* Goal: Copy every record below exactly.

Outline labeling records
##############################

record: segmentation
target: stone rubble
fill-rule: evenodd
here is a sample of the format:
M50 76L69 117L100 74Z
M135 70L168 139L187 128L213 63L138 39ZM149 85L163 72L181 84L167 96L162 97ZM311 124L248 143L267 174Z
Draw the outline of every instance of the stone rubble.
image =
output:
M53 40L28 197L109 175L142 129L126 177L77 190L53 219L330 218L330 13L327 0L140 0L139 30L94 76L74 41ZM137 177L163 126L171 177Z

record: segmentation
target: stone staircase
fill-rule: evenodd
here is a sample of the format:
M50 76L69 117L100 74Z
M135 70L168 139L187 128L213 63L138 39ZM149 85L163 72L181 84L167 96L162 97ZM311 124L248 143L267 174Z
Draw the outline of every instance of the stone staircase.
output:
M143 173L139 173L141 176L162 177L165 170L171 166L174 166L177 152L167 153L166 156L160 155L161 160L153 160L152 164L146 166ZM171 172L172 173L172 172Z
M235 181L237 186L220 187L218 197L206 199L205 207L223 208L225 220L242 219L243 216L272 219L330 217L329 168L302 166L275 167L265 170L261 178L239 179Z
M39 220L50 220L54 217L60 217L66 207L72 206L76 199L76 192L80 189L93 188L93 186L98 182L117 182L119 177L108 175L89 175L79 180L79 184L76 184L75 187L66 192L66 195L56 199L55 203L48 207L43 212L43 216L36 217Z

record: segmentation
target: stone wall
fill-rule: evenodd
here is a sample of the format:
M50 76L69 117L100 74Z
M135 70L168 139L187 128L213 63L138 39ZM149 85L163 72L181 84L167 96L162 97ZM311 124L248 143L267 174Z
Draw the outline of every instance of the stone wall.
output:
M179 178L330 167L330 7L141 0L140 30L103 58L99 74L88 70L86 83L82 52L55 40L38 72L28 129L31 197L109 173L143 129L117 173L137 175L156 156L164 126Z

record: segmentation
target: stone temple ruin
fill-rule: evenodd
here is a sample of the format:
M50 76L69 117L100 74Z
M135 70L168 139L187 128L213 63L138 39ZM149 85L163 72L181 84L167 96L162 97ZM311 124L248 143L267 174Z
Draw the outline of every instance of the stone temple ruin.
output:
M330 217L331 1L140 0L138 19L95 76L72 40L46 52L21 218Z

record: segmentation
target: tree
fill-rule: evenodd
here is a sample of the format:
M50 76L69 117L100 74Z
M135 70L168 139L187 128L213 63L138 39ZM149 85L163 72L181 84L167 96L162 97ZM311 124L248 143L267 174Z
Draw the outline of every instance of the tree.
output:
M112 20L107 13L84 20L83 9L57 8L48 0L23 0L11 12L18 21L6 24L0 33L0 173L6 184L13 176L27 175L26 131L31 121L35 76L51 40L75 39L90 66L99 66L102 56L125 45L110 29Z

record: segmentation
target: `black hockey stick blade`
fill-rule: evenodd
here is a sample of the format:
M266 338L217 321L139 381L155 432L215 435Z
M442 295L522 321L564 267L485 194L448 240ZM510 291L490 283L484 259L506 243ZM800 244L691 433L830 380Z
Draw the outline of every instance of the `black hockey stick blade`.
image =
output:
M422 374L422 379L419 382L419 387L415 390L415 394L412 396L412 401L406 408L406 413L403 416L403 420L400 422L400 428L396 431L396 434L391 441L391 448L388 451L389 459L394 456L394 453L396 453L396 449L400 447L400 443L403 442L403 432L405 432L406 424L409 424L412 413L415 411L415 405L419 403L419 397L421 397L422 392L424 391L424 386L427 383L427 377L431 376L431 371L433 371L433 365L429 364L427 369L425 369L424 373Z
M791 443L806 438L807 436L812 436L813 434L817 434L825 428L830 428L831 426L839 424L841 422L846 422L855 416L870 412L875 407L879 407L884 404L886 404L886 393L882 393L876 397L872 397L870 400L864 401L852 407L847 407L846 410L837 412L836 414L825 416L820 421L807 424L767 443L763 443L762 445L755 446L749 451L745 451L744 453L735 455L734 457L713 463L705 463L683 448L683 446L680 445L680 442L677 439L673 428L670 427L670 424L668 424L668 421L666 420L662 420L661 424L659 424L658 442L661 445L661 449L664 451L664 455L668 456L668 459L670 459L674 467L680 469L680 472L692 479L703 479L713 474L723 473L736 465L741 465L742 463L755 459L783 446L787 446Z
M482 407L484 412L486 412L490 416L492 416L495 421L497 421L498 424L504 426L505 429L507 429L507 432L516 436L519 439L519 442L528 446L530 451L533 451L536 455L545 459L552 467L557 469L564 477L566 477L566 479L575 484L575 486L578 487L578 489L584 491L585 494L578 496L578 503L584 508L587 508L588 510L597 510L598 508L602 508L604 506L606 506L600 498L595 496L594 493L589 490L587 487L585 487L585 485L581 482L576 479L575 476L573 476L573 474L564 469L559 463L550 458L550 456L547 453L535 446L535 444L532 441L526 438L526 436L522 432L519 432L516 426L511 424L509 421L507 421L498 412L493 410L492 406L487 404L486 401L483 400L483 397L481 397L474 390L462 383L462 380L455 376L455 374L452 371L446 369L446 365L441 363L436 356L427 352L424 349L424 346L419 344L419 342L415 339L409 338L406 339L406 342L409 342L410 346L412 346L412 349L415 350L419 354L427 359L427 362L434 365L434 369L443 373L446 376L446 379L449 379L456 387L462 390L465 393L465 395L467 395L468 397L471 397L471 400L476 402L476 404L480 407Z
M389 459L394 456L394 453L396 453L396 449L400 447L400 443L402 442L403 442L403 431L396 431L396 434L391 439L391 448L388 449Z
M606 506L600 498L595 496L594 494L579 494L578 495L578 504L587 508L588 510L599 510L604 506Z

##############################

* Response to the task:
record: segmentation
target: stone rubble
fill-rule: evenodd
here is a sample of the format:
M50 76L69 117L100 74Z
M135 70L168 139L187 128L213 63L138 39ZM149 85L163 72L181 84L167 96L162 97ZM311 124L248 143L267 174Z
Draw the outline of every instance of the stone rubble.
image =
output:
M53 40L28 197L109 175L142 129L126 177L77 190L53 219L330 218L330 13L327 0L140 0L139 30L94 76L74 41ZM137 177L163 126L171 177Z

record: segmentation
target: stone staircase
fill-rule: evenodd
here is a sample of the format:
M50 76L69 117L100 74Z
M135 70L168 139L187 128L213 63L138 39ZM149 85L163 72L181 84L167 96L162 97ZM311 124L248 143L267 174Z
Draw the outline of every instance of the stone staircase.
output:
M143 173L139 173L141 176L162 177L165 170L171 166L174 166L177 152L167 153L166 156L160 155L161 160L153 160L152 164L146 166ZM171 172L172 173L172 172Z
M235 181L237 186L220 187L218 197L206 199L205 207L223 208L225 220L242 219L243 216L272 219L330 217L329 168L302 166L275 167L265 170L261 178L239 179Z
M39 220L50 220L54 217L60 217L66 207L72 206L76 199L76 192L80 189L93 188L93 186L98 182L117 182L119 177L108 175L89 175L79 180L79 184L76 184L75 187L66 192L66 195L56 199L55 203L48 207L43 212L43 216L36 217Z

record: segmentation
target: stone wall
fill-rule: evenodd
here is a sample of the format:
M50 76L69 117L100 74Z
M135 70L168 139L187 128L213 63L138 39ZM149 85L163 72L181 84L167 96L162 97ZM311 124L248 143L267 174Z
Draw the outline of every instance of the stone wall.
output:
M179 178L330 167L330 7L141 0L140 30L103 58L99 74L88 70L86 83L82 52L55 40L38 72L28 129L31 197L109 173L143 129L117 173L137 175L156 156L164 126Z

record: segmentation
target: stone temple ruin
fill-rule: evenodd
here is a sample of the format:
M50 76L69 117L100 74Z
M135 70L168 139L187 128L213 63L138 39ZM149 85L163 72L181 84L167 96L162 97ZM311 124L248 143L267 174Z
Draw the outline of every instance of the stone temple ruin.
output:
M330 217L331 1L140 0L138 19L95 76L72 40L46 52L21 218Z

record: segmentation
target: tree
fill-rule: evenodd
here is a sample of the format:
M50 76L69 117L100 74Z
M135 70L168 139L187 128L213 63L138 39ZM149 85L163 72L181 84L167 96L162 97ZM311 124L248 143L267 174Z
Draw the outline of every instance of the tree.
output:
M112 20L107 13L84 20L83 9L57 8L48 0L23 0L11 12L18 21L6 24L0 33L0 173L6 184L13 176L27 175L26 131L31 121L35 76L51 40L75 39L90 66L99 66L102 56L125 45L110 29Z

record: segmentation
target: `black hockey stick blade`
fill-rule: evenodd
here is a sample of the format:
M266 338L217 321L139 381L155 432L215 435Z
M442 295L522 321L564 267L485 194L448 240ZM510 291L490 283L484 259L506 243ZM800 244L691 433L830 380Z
Draw the outline of every instance of the `black hockey stick blade`.
image =
output:
M422 374L422 379L419 382L419 387L415 390L415 394L412 396L412 401L406 408L406 413L403 416L403 420L400 422L400 428L396 431L396 434L391 441L391 448L388 451L389 459L394 456L394 453L396 453L396 449L400 447L400 443L403 442L403 432L405 432L406 424L409 424L412 413L415 411L415 405L419 403L419 397L421 397L422 392L424 391L424 386L427 383L427 377L431 376L431 371L433 371L433 365L429 364L427 369L425 369L424 373Z
M791 443L806 438L807 436L812 436L813 434L817 434L825 428L830 428L831 426L839 424L841 422L846 422L855 416L870 412L875 407L879 407L884 404L886 404L886 393L882 393L876 397L872 397L870 400L864 401L852 407L847 407L846 410L837 412L836 414L825 416L820 421L807 424L767 443L763 443L762 445L755 446L749 451L745 451L744 453L735 455L734 457L713 463L705 463L683 448L683 446L680 445L680 442L677 439L673 428L670 427L670 424L668 424L668 421L666 420L662 420L661 424L659 424L658 442L661 445L661 449L664 451L664 455L668 456L668 459L670 459L674 467L680 469L680 472L692 479L703 479L713 474L723 473L736 465L741 465L742 463L755 459L783 446L787 446Z
M482 407L484 412L486 412L490 416L492 416L495 421L497 421L498 424L504 426L505 429L507 429L507 432L516 436L519 439L519 442L528 446L530 451L533 451L536 455L545 459L552 467L557 469L564 477L566 477L566 479L575 484L575 486L578 487L578 489L584 491L585 494L578 496L578 503L584 508L587 508L588 510L597 510L598 508L602 508L604 506L606 506L600 498L595 496L594 493L589 490L587 487L585 487L585 485L581 482L576 479L575 476L573 476L573 474L564 469L559 463L550 458L550 456L547 453L535 446L535 444L532 441L526 438L526 436L522 432L519 432L516 426L511 424L509 421L507 421L498 412L493 410L492 406L487 404L486 401L483 400L483 397L481 397L474 390L462 383L462 380L455 376L455 374L452 371L446 369L446 365L441 363L436 356L427 352L424 349L424 346L419 344L419 342L415 339L409 338L406 339L406 342L409 342L410 346L412 346L412 349L415 350L419 354L427 359L427 362L434 365L434 369L443 373L446 376L446 379L449 379L456 387L462 390L465 393L465 395L467 395L468 397L471 397L471 400L476 402L476 404L480 407Z
M389 459L394 456L394 453L396 453L396 449L400 447L400 443L402 442L403 442L403 431L396 431L396 434L391 439L391 448L388 449Z
M606 506L600 498L595 496L594 494L579 494L578 495L578 504L587 508L588 510L599 510L604 506Z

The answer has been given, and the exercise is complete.